Хороша страна Германия, но в Россию тянуло, словно магнитом. К этому времени я получил повышение по службе — был назначен командиром дивизиона «катюш» в 25-ю танковую дивизию. И все-таки решил добиваться перевода в Ленинградский военный округ. Для этого у меня были все основания: в 1948 году моя старенькая мать вернулась из эвакуации в Ленинград. Ей уже было 75 лет, она часто болела и нуждалась в моем уходе.
Перевод из Германии в другие округа практиковался редко, и сделать это можно было лишь по замене, если кто-то прибывал на твое место. Я написал рапорт на имя командующего артиллерией ГСОВГ генерала В. И. Казакова с просьбой о переводе по семейным обстоятельствам.

Исходные записи –
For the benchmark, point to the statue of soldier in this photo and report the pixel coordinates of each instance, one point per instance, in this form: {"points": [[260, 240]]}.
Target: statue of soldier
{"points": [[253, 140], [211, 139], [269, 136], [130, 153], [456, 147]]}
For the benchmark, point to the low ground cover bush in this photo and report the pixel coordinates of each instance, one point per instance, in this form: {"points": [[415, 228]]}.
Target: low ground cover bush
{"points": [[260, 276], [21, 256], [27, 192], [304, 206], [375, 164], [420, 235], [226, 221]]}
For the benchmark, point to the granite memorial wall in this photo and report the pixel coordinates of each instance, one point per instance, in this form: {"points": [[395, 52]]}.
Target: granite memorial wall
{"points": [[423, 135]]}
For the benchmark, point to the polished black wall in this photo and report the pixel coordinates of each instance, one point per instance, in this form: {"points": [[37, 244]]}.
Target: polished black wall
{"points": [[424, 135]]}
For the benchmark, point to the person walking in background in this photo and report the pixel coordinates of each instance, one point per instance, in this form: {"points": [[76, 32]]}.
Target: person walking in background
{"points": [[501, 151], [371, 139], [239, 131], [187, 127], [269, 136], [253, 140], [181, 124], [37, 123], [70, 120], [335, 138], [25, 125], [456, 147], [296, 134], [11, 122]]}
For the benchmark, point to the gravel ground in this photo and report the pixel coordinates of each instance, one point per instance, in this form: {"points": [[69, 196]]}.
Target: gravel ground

Задания –
a - Пожалуйста, определите, согласуются ли с отрывком текста утверждения (i), (ii) и (iii), и для каждого ответьте «да» или «нет» с точной цитатой из отрывка. (i) В отрывке говорится о назначении командиром дивизиона «катюш» в 25-ю танковую дивизию. (ii) Мать вернулась из эвакуации в Ленинград в 1950 году. (iii) Перевод из Германии в другие округа был обычным делом.
b - На чьё имя, согласно отрывку текста, был написан рапорт о переводе?

Ответы к заданиям –
a -
(i) Да: «был назначен командиром дивизиона «катюш» в 25-ю танковую дивизию».
(ii) Нет: «в 1948 году моя старенькая мать вернулась из эвакуации в Ленинград».
(iii) Нет: «Перевод из Германии в другие округа практиковался редко».

b - На имя командующего артиллерией ГСОВГ генерала В. И. Казакова.